SUPPLIED TEXT:
It is undisputed that appellants have enjoyed the benefit of a completely new furnace, trouble free, since December 1977, and apparently retain the old furnace as well.

Respondent timely preserved its Mechanic's Lien under Section 29-5-10 et seq. of the 1976 Code of Laws, and thereafter proceeded to foreclosure pursuant to the statutes. The issues were referred to the Master under a general order of reference. The Master concluded that respondent was entitled to the contract price ($687.00) for the new furnace, but appellants were entitled to an offset for an initial repair bill in the amount of $52.50 plus the amount ($150.00) for which the old furnace could have been repaired. In addition an attorney's fee of $229.00, plus court costs, was awarded.

The trial judge confirmed the recommendations of the Master and entered judgment against appellants.

Under the South Carolina Mechanic's Lien statute (Code Section 29-5-10) in order for a lien to arise, the work done or labor furnished must have been provided "by virtue of an agreement with, or by consent of the owner of such building or structure ...."

There is no dispute in this case that appellants entered into an agreement for, and consented to, the installation of the furnace before respondent commenced performance. Appellants argue, however, that the lien lacked the requisite "agreement" or "consent" of the owner, because of respondent's "misrepresentation" regarding the need for a new furnace.

There is no finding in this case of actual fraud or bad faith. On the contrary, it is conceded that respondent's misrepresentation to appellants, that they needed a new heat exchanger, was a good faith mistake of judgment.

We have held that the word consent "implies more than mere acquiescence in a state of things already in existence. It implies an agreement to that which, but for the consent, could *204 not exist, and in which the party consenting has a right to forbid." Guignard Brick Works v. Gantt, 251 S.C. 29, 159 S.E. (2d) 850. In Geddes v. Bowden, 19 S.C. 1, emphasis is placed upon the owner's "right and power to exercise a choice, to consent or object thereto."

ACTIVITY:
Carry on the court opinion on the furnace mechanic's lien from the point where it stops. The records that follow are drawn from a separate source.

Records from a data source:
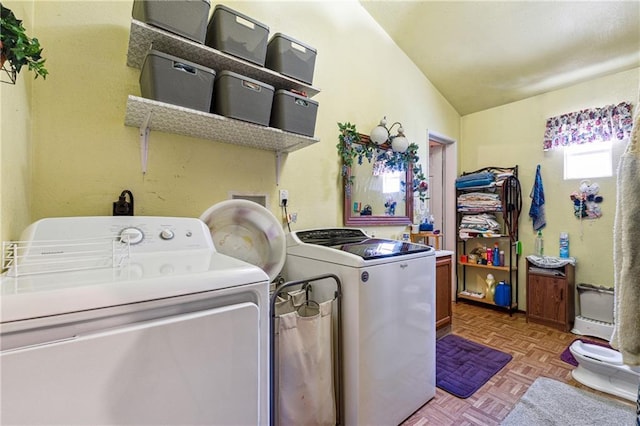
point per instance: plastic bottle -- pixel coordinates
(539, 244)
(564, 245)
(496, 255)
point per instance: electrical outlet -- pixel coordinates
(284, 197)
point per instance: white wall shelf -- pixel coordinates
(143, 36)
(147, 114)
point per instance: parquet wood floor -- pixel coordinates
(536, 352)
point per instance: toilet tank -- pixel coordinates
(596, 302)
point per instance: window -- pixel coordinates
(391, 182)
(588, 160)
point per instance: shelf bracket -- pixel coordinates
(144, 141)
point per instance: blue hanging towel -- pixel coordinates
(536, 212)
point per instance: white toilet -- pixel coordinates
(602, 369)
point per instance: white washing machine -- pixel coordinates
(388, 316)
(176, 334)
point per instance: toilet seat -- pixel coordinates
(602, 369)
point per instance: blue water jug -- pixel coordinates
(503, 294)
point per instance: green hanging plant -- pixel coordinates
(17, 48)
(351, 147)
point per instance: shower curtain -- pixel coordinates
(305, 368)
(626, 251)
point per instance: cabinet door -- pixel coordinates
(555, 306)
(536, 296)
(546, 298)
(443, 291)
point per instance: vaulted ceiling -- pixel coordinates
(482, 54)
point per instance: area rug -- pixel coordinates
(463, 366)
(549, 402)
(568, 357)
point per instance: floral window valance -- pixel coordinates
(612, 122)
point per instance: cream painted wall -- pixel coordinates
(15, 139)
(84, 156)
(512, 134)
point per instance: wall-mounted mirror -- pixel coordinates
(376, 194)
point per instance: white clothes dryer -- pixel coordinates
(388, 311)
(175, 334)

OUTPUT FOR THIS TASK:
There is no dispute in this case that appellants directed the work to be done and that they did so before respondent commenced performance. The furnace stopped operating on December 22. On December 23 appellants left on a previously planned trip to North Carolina, and arranged to have the work done by long distance telephone on December 28. The testimony reveals that they could have sought a second opinion as to the needed repairs or "shopped around" which would have revealed the less expensive solution to their problem. Appellants clearly had the "right and power to exercise a choice." They elected however to have respondent make the repairs and accepted respondent's judgment without further inquiry. This met the consent requirements of our Mechanic's Lien statute. The fact that the good faith judgment of respondent proved to be in error does not render appellant's consent to rely upon it any less effective.

Appellants argue however that under strict contract principles their agreement could have been rescinded and thus cannot now form the basis for a mechanic's lien. Assuming, without deciding, that strict contract rules govern the application of mechanic's liens, appellants' argument fails under established principles governing contract rescission.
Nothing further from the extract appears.